§ Source records:

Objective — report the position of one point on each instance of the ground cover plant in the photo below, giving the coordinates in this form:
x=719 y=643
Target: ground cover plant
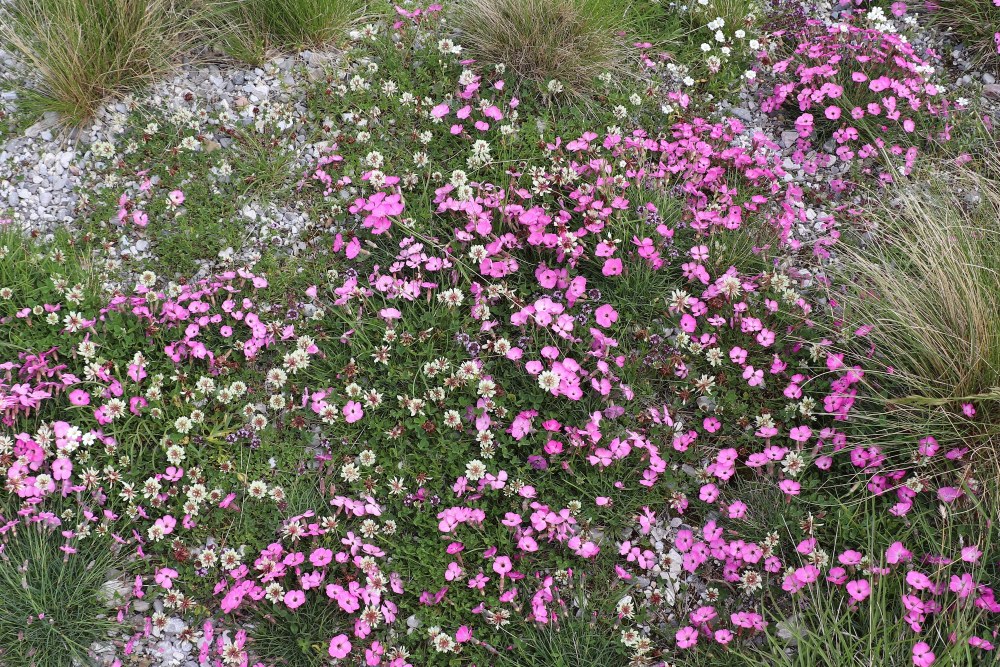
x=544 y=333
x=82 y=53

§ Exercise instructions:
The whole listing above must be set down again exactly, but without its images.

§ Written answer:
Objective — report the position of one point on each instance of the ground cover plant in the photo below, giving the coordinates in this form:
x=719 y=643
Target: ground cover plant
x=544 y=333
x=82 y=53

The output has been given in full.